## Work required
Here are some entries. Repeat all of them exactly.

---------- Records supplied

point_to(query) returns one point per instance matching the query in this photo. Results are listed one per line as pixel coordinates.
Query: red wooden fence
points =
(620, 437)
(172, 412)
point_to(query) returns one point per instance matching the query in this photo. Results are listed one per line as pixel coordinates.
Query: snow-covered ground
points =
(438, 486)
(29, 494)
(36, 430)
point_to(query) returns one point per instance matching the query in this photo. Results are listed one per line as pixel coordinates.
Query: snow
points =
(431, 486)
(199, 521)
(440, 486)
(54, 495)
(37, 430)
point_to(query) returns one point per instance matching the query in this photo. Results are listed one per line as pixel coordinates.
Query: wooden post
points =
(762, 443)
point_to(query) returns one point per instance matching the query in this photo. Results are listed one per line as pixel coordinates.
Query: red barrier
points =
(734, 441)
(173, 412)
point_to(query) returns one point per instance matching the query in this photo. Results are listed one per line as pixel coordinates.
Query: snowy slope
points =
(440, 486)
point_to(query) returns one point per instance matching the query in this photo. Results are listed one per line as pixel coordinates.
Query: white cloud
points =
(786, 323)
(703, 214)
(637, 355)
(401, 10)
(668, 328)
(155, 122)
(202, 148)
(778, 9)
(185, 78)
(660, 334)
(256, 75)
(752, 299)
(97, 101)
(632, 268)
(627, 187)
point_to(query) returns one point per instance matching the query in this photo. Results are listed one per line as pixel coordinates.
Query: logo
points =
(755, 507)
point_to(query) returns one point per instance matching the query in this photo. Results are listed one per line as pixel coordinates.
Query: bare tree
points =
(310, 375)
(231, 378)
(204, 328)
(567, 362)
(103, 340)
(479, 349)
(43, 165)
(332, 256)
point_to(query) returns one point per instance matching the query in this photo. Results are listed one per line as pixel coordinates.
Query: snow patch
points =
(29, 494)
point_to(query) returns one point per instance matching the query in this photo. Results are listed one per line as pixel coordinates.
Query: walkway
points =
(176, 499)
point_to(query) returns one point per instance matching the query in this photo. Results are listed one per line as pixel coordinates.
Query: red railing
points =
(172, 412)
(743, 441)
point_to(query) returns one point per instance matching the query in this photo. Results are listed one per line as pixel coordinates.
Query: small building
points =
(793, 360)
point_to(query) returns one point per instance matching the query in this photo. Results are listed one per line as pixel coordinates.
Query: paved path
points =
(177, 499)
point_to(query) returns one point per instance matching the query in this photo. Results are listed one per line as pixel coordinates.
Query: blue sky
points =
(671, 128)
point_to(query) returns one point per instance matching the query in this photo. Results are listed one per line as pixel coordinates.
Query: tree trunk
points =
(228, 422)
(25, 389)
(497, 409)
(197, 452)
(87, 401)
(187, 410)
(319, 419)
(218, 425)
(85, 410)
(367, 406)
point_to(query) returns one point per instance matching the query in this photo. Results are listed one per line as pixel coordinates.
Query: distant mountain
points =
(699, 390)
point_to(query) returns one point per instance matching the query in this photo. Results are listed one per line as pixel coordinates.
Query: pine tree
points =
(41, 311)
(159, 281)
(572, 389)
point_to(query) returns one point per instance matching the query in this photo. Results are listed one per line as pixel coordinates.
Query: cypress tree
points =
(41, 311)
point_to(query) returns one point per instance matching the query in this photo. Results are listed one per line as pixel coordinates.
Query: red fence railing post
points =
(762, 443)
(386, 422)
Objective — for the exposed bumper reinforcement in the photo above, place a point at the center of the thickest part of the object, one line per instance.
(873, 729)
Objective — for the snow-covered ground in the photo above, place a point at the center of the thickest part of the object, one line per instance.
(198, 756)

--------------------

## Answer to this exercise
point_to(query) returns one point per instance matching the query in this photo. Results are listed one per line as pixel coordinates.
Query: red wooden fence
points =
(620, 437)
(172, 412)
point_to(query) returns one point per instance matching the query in this photo. Results are listed one per line as pixel coordinates.
Query: snow-covered ground
points =
(438, 486)
(29, 494)
(36, 430)
point_to(query) returns one point per instance matching the query in this photo. Results are listed one per line as pixel coordinates.
Query: snow
points =
(431, 486)
(199, 521)
(440, 486)
(54, 495)
(37, 430)
point_to(query) returns one point per instance matching the query in this photo. Results are listed one per line as pixel coordinates.
Query: wooden post
points =
(762, 443)
point_to(query) returns one point per instance matching the query in this photo. Results are listed one per line as pixel coordinates.
Query: red barrier
points =
(734, 441)
(173, 412)
point_to(query) returns one point per instance matching the query in this photo. Results are listed one per line as pixel coordinates.
Query: snowy slope
points =
(440, 486)
point_to(query) returns one point per instance matching the query in this photo. Results are listed one per line as pixel coordinates.
Query: white cloud
points =
(786, 323)
(703, 214)
(637, 355)
(401, 10)
(668, 328)
(155, 122)
(202, 148)
(778, 9)
(185, 78)
(660, 334)
(256, 75)
(752, 299)
(97, 101)
(632, 268)
(627, 187)
point_to(query) returns one point per instance matching the query in this photo. Results are listed one per line as pixel coordinates.
Query: logo
points =
(755, 507)
point_to(query) returns one point per instance matching the query in this photo. Results are listed one per line as pixel coordinates.
Query: bare tree
points =
(310, 375)
(231, 378)
(204, 328)
(567, 362)
(103, 340)
(479, 349)
(43, 165)
(332, 256)
point_to(query) returns one point per instance matching the query in this photo. Results are listed one per line as pixel coordinates.
Query: snow patch
points =
(29, 494)
point_to(query) returns one point per instance matching the query in this photo. Results are listed one per line as pixel coordinates.
Query: walkway
points =
(176, 499)
point_to(query) returns one point per instance matching the query in this photo. Results are listed one per line as pixel coordinates.
Query: red railing
points =
(172, 412)
(743, 441)
point_to(query) returns one point per instance matching the query in this photo. Results are listed one per line as pixel coordinates.
Query: small building
points =
(793, 360)
point_to(query) returns one point per instance matching the query in this photo. Results are listed one per line as pixel coordinates.
Query: paved path
points =
(177, 499)
point_to(query) returns one point per instance matching the query in this photo. Results are listed one per line as pixel coordinates.
Query: blue sky
points =
(671, 128)
point_to(query) returns one point per instance matching the query in this photo. Results are listed one per line as pixel coordinates.
Query: tree trunk
points =
(228, 422)
(25, 389)
(497, 409)
(197, 452)
(87, 401)
(187, 410)
(319, 419)
(218, 425)
(85, 410)
(367, 406)
point_to(query) returns one point per instance matching the query in this photo. Results are listed one per line as pixel coordinates.
Query: distant mountain
points =
(699, 390)
point_to(query) returns one point per instance matching the query in this photo. Results are listed one per line as pixel coordinates.
Query: pine tree
points =
(41, 311)
(159, 281)
(572, 389)
point_to(query) returns one point per instance matching the query in this photo. Results are listed one per line as pixel coordinates.
Query: cypress tree
points =
(41, 311)
point_to(query) returns one point per instance matching the query in this photo. Results are listed one per line as pixel coordinates.
Query: red fence railing post
points =
(762, 443)
(386, 422)
Objective — for the exposed bumper reinforcement in the photo above, place a point at the center of the thickest part of the object, one line per instance.
(873, 729)
Objective — for the snow-covered ground in the photo above, place a point at the center of the thickest part of the object, one line per instance.
(198, 756)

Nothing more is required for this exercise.